## [PROBLEM DETAILS]
Can you give this part of the listing again, starting at the line that contains "Where can the water" and running through the end, with "river water" renamed to "stream water" and nothing else changed?

## [EXTRACTED RECORDS]
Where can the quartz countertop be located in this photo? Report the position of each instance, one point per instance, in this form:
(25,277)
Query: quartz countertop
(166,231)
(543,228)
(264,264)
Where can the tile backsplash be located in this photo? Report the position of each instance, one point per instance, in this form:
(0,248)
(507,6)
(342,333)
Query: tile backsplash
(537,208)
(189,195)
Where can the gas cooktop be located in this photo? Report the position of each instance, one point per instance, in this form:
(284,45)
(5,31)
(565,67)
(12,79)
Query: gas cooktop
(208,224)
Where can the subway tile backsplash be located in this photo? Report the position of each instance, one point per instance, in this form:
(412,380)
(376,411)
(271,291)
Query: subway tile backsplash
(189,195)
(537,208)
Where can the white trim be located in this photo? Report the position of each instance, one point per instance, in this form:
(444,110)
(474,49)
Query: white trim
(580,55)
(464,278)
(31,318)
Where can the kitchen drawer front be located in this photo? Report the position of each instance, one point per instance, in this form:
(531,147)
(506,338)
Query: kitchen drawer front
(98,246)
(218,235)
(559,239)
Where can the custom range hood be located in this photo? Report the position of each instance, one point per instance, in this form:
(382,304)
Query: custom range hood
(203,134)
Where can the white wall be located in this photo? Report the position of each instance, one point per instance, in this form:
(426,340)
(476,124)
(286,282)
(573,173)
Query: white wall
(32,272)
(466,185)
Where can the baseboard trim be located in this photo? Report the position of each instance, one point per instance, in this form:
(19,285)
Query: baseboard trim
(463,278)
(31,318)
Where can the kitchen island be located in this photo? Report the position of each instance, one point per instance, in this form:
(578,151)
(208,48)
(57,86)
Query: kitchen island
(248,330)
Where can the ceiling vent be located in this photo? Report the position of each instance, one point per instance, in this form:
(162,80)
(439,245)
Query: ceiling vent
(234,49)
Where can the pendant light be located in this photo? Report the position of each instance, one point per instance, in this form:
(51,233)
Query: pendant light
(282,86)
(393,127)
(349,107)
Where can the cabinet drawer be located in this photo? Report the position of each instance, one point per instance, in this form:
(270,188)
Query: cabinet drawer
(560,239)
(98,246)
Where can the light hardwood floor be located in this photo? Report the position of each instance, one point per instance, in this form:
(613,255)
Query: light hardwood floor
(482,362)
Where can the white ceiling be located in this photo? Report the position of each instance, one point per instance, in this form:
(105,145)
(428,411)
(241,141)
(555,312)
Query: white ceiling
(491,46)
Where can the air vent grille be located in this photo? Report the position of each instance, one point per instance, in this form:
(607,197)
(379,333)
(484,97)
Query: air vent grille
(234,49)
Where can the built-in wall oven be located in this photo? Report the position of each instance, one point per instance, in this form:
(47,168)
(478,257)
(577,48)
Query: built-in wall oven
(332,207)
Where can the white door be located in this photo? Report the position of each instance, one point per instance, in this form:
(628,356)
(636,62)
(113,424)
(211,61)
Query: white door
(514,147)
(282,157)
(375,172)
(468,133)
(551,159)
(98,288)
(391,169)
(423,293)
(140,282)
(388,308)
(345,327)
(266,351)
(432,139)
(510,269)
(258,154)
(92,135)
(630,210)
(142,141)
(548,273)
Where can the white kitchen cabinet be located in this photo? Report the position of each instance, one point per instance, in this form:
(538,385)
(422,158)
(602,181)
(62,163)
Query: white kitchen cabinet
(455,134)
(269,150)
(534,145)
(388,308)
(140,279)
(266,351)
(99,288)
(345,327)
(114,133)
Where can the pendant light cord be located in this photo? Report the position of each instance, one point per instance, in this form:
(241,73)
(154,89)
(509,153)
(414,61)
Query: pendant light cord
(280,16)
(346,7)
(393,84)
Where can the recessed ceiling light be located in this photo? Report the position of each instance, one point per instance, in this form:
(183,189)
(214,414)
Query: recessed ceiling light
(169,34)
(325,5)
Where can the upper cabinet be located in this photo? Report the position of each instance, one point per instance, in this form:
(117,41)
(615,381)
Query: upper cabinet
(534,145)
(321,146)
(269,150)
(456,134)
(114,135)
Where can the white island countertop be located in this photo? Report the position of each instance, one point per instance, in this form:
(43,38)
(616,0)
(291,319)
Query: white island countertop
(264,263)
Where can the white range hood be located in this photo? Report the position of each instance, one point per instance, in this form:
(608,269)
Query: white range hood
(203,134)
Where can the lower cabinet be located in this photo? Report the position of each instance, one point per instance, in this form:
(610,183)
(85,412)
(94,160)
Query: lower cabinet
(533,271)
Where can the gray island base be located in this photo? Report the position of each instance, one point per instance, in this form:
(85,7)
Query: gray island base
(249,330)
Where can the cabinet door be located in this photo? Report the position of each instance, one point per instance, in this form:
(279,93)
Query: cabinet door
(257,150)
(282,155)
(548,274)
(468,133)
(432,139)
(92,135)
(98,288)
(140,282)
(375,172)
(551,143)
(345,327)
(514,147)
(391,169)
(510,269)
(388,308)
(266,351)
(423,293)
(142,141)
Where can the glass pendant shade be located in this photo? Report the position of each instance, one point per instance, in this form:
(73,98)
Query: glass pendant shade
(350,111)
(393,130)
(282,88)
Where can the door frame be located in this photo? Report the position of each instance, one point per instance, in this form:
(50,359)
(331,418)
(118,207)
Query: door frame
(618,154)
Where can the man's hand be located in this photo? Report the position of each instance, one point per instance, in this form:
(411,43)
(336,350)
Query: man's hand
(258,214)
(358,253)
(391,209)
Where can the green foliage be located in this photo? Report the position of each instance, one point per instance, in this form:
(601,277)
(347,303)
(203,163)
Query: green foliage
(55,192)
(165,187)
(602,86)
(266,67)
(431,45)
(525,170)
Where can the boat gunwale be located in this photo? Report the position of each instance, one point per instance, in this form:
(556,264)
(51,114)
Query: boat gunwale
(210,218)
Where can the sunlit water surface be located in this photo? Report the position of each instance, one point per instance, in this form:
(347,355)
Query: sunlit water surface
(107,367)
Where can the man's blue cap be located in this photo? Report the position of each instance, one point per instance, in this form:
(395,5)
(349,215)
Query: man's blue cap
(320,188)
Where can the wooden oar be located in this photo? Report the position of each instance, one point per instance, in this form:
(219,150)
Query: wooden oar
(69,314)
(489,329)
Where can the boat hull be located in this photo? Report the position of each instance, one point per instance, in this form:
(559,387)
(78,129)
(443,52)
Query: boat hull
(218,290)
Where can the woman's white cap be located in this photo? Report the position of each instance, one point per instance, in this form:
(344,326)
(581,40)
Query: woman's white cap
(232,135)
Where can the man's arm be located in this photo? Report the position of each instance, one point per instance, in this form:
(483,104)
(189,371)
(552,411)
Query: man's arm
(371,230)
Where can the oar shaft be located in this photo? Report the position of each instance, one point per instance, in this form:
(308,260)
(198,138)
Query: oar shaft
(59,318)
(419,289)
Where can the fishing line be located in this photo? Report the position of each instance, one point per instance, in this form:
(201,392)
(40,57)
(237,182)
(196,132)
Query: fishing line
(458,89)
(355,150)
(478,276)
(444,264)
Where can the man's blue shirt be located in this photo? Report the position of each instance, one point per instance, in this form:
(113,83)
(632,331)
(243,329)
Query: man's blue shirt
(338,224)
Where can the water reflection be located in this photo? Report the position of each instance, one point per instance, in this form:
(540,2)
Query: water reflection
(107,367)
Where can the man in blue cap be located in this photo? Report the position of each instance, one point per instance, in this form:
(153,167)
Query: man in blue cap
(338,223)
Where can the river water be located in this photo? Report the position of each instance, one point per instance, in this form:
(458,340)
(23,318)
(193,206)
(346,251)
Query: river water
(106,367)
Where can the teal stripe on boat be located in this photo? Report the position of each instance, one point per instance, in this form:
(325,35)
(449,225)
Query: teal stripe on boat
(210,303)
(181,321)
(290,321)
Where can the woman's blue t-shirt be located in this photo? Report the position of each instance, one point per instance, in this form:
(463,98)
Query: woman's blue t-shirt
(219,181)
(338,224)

## [PROBLEM SOLUTION]
Where can the water reflection be located in this photo? Report the position of each instance, one point per instance, in this form:
(540,2)
Query: water reflection
(107,367)
Where can the man in blue cap be located in this photo? Report the position of each instance, one point per instance, in this form:
(153,167)
Query: man in blue cap
(338,223)
Where can the stream water be located in this photo? Report the position of each instance, one point per instance, in this form:
(458,340)
(23,318)
(193,206)
(346,251)
Query: stream water
(106,367)
Where can the teal stripe on boat be located in this photo? Report the position of each instance, one point per instance, in this form:
(325,35)
(449,225)
Query: teal stripe on boat
(210,303)
(181,321)
(290,321)
Where can the woman's blue t-shirt be located in this photo? Report the position of each instance, one point per instance, in this form:
(463,98)
Query: woman's blue t-shirt
(219,181)
(338,224)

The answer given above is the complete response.